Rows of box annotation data
###
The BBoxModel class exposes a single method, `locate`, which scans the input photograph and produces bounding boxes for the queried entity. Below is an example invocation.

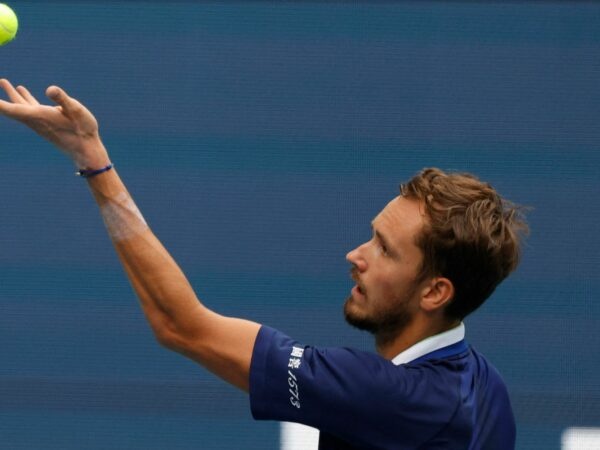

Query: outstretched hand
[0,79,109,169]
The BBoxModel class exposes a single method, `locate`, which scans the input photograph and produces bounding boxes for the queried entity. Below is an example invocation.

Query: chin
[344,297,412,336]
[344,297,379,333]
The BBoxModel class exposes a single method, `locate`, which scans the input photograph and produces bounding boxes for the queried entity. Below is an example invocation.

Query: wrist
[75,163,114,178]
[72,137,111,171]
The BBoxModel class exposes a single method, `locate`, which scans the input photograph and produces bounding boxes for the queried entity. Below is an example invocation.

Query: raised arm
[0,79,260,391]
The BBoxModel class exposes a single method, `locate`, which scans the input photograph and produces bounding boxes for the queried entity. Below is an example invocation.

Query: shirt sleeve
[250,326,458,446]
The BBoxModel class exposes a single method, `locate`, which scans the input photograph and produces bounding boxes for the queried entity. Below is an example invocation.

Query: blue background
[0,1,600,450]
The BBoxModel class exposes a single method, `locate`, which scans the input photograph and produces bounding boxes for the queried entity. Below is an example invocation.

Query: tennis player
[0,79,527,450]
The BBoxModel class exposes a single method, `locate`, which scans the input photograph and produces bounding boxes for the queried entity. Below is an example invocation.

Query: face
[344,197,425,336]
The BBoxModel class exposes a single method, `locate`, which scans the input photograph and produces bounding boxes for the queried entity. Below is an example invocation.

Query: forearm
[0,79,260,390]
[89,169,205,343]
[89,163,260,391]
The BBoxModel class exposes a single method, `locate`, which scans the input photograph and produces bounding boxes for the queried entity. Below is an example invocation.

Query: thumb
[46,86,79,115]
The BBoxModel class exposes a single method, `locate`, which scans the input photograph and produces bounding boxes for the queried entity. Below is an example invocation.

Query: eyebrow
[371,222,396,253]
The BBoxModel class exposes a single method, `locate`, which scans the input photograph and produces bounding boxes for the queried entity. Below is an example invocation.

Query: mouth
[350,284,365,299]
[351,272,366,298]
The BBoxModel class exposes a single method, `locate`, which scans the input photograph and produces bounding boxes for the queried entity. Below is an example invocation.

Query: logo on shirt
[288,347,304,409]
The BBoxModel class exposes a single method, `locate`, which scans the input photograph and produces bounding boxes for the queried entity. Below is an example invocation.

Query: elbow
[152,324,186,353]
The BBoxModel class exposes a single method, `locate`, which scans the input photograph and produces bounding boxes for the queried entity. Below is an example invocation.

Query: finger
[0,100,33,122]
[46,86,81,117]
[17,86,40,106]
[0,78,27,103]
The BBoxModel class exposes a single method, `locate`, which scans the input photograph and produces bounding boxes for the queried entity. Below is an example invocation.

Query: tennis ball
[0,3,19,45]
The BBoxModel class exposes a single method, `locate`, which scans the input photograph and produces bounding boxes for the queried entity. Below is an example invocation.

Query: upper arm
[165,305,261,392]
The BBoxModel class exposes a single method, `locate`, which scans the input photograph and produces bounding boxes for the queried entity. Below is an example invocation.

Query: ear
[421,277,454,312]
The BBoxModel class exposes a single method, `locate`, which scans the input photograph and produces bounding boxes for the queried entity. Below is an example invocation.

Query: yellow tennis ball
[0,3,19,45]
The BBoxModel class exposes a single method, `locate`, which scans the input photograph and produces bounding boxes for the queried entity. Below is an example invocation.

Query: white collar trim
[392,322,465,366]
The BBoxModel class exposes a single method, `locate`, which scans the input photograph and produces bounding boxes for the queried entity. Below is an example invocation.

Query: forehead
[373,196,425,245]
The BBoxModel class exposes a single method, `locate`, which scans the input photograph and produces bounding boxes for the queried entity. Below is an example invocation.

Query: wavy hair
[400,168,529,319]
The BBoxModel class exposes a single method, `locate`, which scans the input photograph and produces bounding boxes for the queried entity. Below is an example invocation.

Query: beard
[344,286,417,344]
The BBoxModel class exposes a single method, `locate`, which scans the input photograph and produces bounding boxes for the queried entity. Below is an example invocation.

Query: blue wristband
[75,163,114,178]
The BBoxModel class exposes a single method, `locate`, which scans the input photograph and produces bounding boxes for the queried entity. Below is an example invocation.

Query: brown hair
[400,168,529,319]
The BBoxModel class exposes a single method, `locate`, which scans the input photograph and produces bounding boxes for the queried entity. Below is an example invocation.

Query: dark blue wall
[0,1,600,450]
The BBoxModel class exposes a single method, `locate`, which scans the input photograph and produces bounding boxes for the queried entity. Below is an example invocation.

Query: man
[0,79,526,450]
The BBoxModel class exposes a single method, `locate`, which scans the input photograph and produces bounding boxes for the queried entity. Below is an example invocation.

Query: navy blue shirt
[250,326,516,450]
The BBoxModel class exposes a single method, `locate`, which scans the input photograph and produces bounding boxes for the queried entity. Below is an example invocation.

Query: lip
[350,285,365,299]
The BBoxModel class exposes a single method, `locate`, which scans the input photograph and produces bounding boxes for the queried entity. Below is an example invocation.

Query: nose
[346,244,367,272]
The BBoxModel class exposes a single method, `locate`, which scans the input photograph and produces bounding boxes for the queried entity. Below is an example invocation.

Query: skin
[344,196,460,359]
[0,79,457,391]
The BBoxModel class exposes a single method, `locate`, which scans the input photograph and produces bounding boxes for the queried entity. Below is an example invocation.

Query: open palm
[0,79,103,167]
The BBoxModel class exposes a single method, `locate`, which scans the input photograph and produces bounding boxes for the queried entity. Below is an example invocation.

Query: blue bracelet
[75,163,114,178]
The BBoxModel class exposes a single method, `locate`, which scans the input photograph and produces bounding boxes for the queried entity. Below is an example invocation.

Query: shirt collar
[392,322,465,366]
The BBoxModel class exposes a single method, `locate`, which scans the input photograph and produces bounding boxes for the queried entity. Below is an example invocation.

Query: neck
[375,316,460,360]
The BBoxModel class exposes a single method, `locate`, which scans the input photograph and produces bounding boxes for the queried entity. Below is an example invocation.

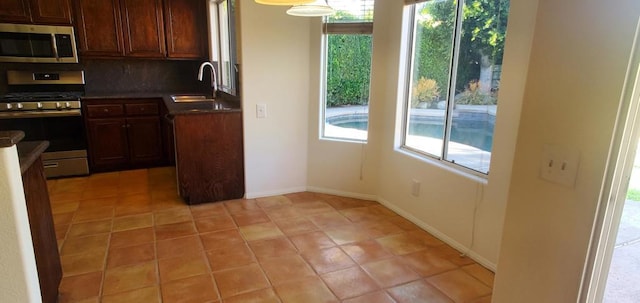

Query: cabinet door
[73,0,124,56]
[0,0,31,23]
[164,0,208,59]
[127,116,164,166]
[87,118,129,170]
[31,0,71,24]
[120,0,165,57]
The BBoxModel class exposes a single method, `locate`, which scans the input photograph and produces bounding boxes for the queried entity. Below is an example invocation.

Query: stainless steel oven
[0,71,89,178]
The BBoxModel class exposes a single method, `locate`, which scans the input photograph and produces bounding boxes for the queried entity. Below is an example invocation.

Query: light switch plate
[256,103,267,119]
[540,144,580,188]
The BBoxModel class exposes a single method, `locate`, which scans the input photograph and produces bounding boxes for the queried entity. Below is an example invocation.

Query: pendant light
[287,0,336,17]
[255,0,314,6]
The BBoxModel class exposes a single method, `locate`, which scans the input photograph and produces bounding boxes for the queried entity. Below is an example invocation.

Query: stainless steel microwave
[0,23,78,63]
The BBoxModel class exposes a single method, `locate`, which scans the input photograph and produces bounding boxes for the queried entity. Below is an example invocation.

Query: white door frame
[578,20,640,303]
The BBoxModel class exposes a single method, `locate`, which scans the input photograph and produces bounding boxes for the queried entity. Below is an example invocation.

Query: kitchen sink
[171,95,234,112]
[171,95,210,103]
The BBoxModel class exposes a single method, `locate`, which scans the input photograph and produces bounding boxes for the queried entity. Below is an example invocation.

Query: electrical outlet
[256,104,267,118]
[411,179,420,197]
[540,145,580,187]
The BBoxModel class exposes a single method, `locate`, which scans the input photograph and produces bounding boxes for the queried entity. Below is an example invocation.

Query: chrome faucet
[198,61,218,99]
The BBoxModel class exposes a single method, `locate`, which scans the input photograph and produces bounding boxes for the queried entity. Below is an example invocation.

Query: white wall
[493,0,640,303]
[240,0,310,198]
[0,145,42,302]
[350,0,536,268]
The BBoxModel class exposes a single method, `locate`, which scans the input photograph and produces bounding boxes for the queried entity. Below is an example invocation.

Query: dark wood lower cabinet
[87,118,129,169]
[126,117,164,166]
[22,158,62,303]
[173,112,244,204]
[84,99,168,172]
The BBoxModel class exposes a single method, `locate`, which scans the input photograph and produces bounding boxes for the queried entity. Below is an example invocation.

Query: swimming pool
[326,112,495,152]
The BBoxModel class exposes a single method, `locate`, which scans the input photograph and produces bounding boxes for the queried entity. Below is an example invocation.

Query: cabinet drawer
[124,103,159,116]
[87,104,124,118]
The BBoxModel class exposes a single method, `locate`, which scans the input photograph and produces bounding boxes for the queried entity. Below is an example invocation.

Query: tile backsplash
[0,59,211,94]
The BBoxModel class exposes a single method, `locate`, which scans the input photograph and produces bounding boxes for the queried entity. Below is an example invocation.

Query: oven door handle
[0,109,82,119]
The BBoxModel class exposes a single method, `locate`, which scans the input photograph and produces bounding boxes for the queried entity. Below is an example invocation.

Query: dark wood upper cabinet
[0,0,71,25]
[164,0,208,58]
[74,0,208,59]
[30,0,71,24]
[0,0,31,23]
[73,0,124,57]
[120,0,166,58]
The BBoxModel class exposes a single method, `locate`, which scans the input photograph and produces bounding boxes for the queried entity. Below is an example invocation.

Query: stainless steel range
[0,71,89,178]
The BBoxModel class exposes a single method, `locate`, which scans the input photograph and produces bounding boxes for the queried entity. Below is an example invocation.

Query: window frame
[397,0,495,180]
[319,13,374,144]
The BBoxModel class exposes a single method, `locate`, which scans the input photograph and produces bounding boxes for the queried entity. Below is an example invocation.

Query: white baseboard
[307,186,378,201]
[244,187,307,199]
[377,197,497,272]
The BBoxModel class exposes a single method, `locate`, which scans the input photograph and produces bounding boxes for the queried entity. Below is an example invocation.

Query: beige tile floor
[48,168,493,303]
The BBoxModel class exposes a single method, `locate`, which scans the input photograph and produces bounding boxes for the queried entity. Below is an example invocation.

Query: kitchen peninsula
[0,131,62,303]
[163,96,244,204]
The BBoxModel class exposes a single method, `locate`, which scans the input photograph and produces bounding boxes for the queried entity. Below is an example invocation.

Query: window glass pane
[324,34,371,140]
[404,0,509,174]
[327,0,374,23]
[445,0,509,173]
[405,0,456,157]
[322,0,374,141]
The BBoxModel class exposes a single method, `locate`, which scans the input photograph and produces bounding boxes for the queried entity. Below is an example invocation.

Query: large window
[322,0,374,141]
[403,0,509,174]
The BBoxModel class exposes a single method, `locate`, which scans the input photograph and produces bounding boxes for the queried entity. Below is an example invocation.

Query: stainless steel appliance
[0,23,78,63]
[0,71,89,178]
###
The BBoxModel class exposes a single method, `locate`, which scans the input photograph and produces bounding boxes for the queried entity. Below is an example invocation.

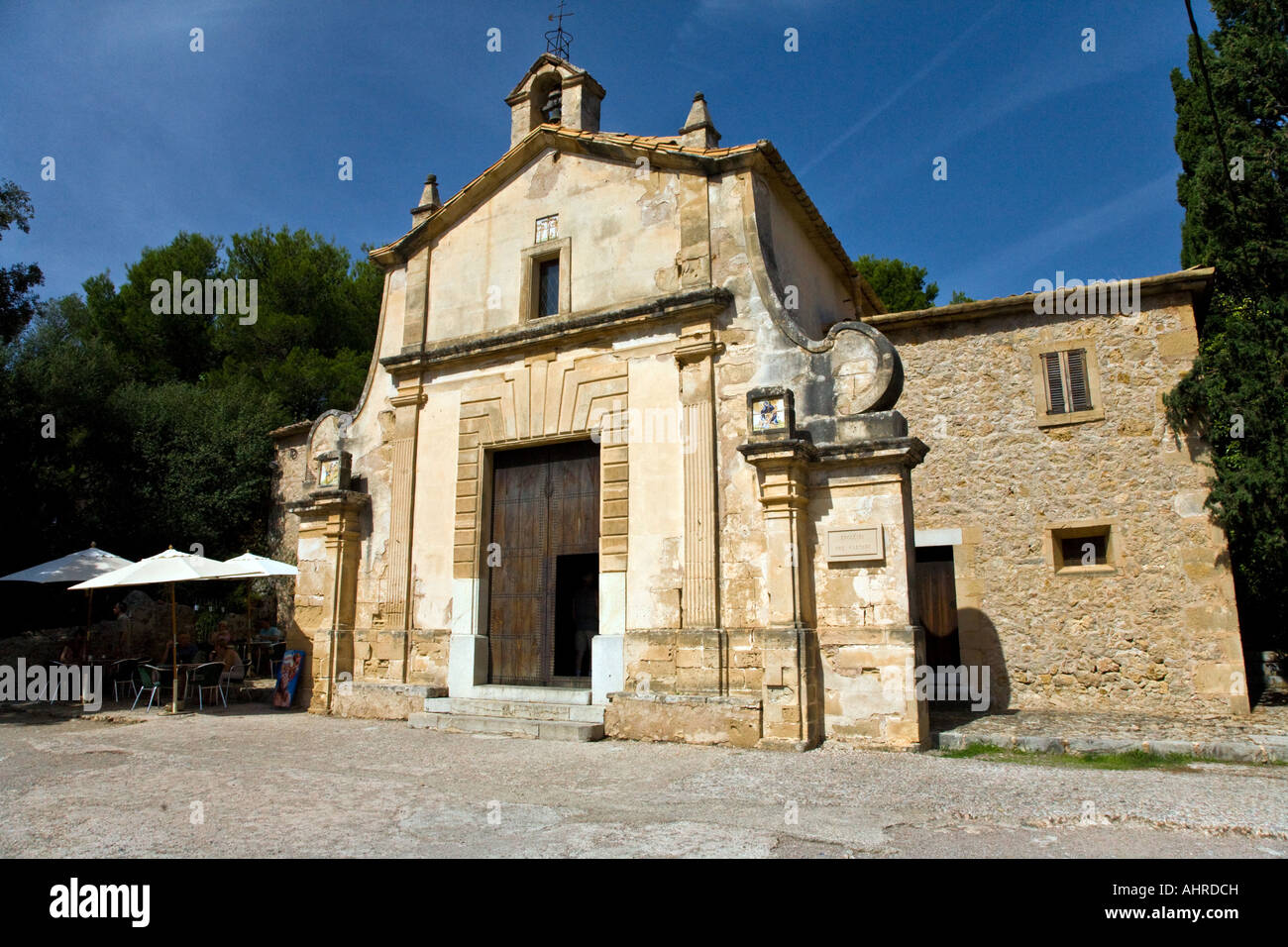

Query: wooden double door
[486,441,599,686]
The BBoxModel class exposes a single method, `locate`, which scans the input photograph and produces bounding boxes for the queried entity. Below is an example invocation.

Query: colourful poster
###
Short task
Count the lines in the entries above that contain the string "tile". State only the number.

Solved exercise
2